• _Task to complete_
Each line must appear in the answer exactly as it does in the data.
----
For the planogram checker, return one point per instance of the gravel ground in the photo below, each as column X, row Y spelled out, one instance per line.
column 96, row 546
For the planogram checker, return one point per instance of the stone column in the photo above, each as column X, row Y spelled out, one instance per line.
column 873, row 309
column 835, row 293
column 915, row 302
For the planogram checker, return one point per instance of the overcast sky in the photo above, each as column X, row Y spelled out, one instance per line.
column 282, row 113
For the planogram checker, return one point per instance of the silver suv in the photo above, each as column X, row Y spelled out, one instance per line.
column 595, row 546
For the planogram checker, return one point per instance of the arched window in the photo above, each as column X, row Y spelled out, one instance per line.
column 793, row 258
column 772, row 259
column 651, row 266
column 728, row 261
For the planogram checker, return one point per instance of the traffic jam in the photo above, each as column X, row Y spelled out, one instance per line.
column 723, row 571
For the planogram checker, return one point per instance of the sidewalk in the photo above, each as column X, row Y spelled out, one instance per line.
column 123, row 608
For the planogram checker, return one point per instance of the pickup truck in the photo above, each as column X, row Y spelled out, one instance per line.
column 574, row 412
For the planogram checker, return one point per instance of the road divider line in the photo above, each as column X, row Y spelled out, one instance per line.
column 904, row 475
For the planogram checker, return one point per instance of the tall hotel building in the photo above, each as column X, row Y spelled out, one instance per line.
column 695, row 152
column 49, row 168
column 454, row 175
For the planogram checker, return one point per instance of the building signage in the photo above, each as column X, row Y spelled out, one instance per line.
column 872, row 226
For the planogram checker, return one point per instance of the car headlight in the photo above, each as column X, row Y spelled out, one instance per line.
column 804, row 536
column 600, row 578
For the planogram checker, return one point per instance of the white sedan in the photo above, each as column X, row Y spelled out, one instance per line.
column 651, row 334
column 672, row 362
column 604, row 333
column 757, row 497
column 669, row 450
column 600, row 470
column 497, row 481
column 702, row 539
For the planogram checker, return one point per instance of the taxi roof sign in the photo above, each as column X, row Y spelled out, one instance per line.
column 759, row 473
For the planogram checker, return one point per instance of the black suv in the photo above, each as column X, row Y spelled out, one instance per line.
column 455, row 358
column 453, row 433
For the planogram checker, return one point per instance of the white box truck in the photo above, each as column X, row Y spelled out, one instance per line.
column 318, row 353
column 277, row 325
----
• _Written reply_
For the planogram checker, return one point per instance of the gravel ground in the photo below, each as column X, row Y spelled out, one instance per line.
column 96, row 546
For the planogram checker, return one point per instance of the stone column in the photo above, each as column X, row Y spelled out, one instance per line.
column 873, row 309
column 835, row 293
column 915, row 302
For the planogram checker, return one point per instance of the overcast sky in the photo above, each as column X, row Y spelled out, one instance per line.
column 282, row 113
For the planogram checker, return one point per instance of the silver suv in the photo above, each as column X, row Y spelled out, one instance per line.
column 595, row 546
For the planogram checker, return one point per instance of the arched window in the photo above, each as column X, row Y spelled out, one instance per line.
column 793, row 258
column 772, row 259
column 651, row 266
column 728, row 261
For the planogram checker, return one point per instance of the traffic jam in the photo above, each as column X, row Y spelled out, one instance per line.
column 723, row 571
For the planogram checker, return one point per instance of the sidewalk in the photo above, each as column X, row Y spelled out, one instance per line.
column 123, row 608
For the planogram checker, return one point per instance of the pickup truck in the photo above, each as column X, row Y spelled out, one instance per line.
column 574, row 412
For the planogram checker, return one point per instance of the road divider line in the photo above, each as column X, row Y spelled out, one instance per line.
column 904, row 475
For the planogram checker, return one point per instance of the tall hotel building in the photo above, each as column X, row Y spelled out, one instance per line.
column 695, row 152
column 49, row 168
column 454, row 175
For the planogram checker, return one point per instance of the building signage in the photo above, each as column X, row Y spelled out, one instance per line.
column 872, row 226
For the planogram checker, return one point per instance of the car headlight in the photo above, each as column X, row Y spelled out, one instance per line.
column 804, row 536
column 600, row 578
For the planogram checker, return one point per instance of the white sedan in the photo above, each as column X, row Y spelled out, one instance per line.
column 651, row 334
column 672, row 362
column 604, row 333
column 757, row 497
column 669, row 450
column 600, row 470
column 497, row 481
column 702, row 539
For the planogram checker, return one point per instance of the taxi roof sign in the photo above, each as column X, row Y spelled out, one instance per line.
column 759, row 473
For the planogram checker, return one point per instance of the black suv in the photo above, each as column X, row Y spelled out, one instance per line.
column 455, row 358
column 453, row 433
For the planogram checker, return one point per instance of the white box truck in the photo above, each as column X, row Y spelled out, one instance per line.
column 318, row 353
column 277, row 325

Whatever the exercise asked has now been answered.